Dataset entries
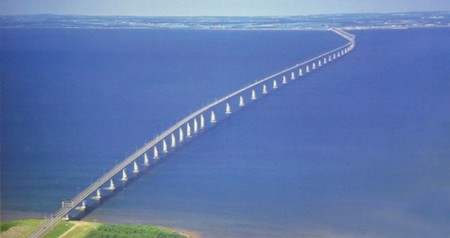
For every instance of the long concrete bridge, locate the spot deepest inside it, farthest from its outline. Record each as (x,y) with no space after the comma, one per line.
(188,127)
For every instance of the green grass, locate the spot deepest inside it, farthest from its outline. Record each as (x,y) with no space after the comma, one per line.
(23,228)
(132,231)
(59,229)
(18,228)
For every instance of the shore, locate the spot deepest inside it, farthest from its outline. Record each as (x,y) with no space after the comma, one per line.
(81,229)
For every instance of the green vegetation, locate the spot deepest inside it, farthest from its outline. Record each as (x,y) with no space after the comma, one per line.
(82,229)
(132,231)
(18,228)
(59,229)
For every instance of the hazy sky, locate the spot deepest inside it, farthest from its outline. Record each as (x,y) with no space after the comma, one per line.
(215,7)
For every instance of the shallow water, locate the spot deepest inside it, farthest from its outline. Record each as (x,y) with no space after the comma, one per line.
(358,149)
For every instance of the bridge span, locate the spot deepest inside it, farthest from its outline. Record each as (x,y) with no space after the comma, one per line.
(187,127)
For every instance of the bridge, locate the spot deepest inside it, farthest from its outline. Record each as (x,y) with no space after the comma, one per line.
(188,127)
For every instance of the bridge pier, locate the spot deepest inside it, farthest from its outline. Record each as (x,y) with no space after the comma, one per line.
(195,125)
(241,101)
(227,109)
(213,117)
(165,146)
(135,167)
(98,195)
(155,153)
(111,186)
(202,121)
(188,130)
(180,134)
(173,141)
(82,207)
(124,176)
(146,162)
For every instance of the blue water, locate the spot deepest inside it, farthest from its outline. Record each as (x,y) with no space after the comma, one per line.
(358,149)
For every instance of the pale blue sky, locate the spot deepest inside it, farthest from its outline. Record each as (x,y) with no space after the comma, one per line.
(216,7)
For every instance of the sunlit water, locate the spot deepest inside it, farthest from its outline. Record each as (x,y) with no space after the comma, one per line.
(360,148)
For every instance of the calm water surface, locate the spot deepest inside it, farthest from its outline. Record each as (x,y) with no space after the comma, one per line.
(359,149)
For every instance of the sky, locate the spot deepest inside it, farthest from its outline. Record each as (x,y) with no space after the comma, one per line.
(216,7)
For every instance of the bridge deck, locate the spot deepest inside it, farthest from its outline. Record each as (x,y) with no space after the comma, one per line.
(65,210)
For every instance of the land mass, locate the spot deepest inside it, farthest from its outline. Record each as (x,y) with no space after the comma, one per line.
(402,20)
(81,229)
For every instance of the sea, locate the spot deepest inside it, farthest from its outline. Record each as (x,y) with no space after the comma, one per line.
(359,148)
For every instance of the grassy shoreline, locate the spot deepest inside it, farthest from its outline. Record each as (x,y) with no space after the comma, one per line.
(81,229)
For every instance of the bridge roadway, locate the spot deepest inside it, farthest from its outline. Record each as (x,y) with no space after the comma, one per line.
(302,69)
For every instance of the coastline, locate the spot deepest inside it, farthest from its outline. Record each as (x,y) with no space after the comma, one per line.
(13,216)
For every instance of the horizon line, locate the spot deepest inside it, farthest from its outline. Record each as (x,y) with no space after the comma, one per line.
(225,16)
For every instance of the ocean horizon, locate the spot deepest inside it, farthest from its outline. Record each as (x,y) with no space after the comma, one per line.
(358,148)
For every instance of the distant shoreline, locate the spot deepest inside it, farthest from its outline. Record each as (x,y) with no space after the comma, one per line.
(363,21)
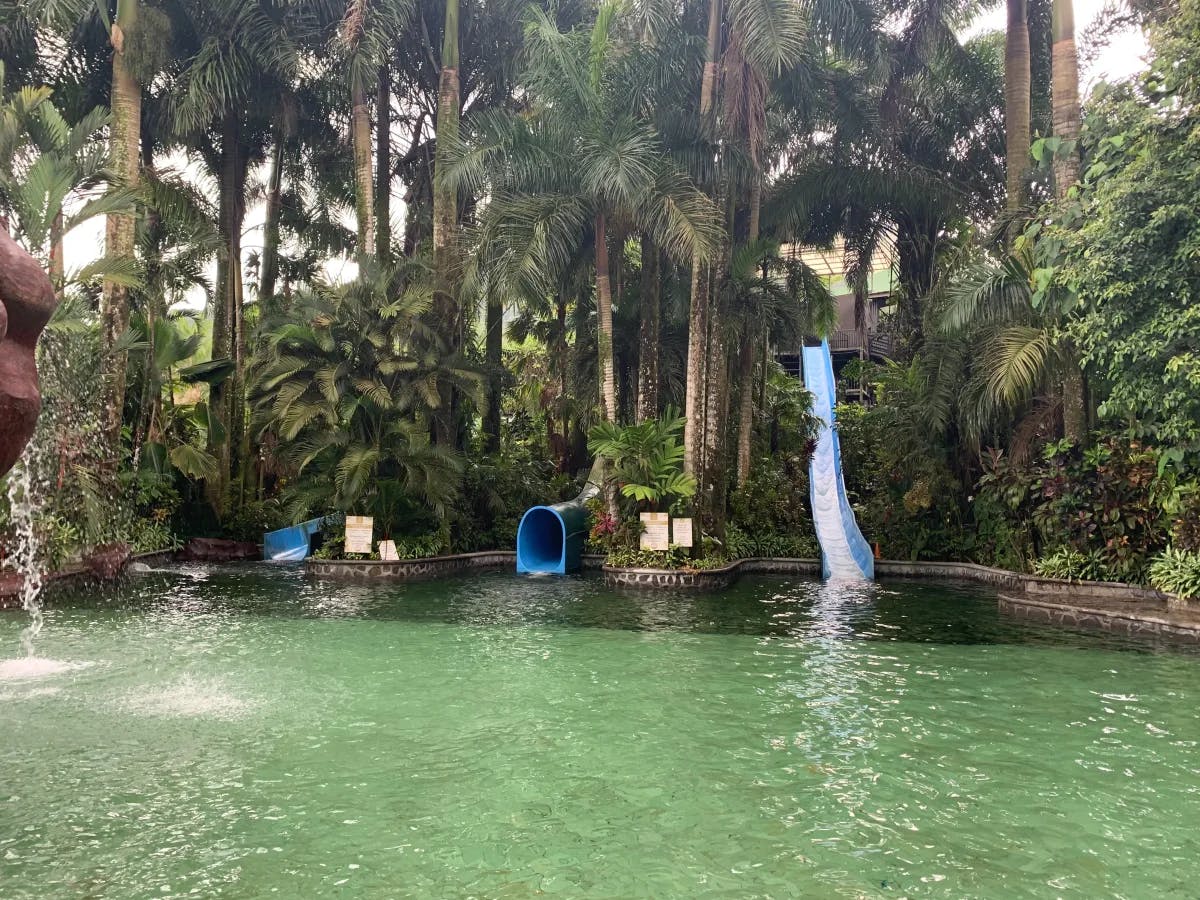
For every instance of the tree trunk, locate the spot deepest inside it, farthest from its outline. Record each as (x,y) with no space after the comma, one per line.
(564,363)
(745,407)
(1065,95)
(445,215)
(1074,406)
(747,354)
(718,405)
(1017,101)
(270,271)
(383,167)
(364,192)
(1066,117)
(58,264)
(125,155)
(493,345)
(228,329)
(697,316)
(651,329)
(604,328)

** TRY IT **
Please quote the records above exactly, beginning at the line that contains "For every instance of the grassy" and ending at their last line. Leave the pictures out.

** EXPECTED OUTPUT **
For every instance of the grassy shoreline, locate the spot deepest inside it, farthest from its outline. Record each as (x,y) with no space after the comma, one per line.
(81,229)
For every instance of the bridge roadway, locate the spot deepest inside it, farthest from its outline. Record each as (x,y) with no space after the comma, one per line.
(302,69)
For every instance of the coastline, locate the spot deepest inside it, farthest from its outline. Record each as (x,y) with no space after the comma, one per line.
(13,216)
For every instance of the horizon line, locate the spot deepest inside it, farthest from its outline. Record each as (x,y) with no space after the comma, one per line.
(225,16)
For every instance of the ocean horizon, locate the spot deepest inside it, farthest from its outline. Record each as (x,y) with no space after the comma, one per line.
(358,148)
For every instance of the distant shoreline, locate the spot deepest inside it, farthest from its outline. Record each as (x,y) with no space after the comma, one per line.
(363,21)
For every instance of the tree trunk, locate the spot deepest inside it, farthest from its outline. Record each as (x,y) with no space after the comma, one per line.
(564,363)
(745,407)
(1065,95)
(445,215)
(1074,406)
(747,354)
(718,405)
(1017,101)
(270,271)
(383,167)
(364,192)
(1066,117)
(58,264)
(125,155)
(493,345)
(228,329)
(697,316)
(651,329)
(604,328)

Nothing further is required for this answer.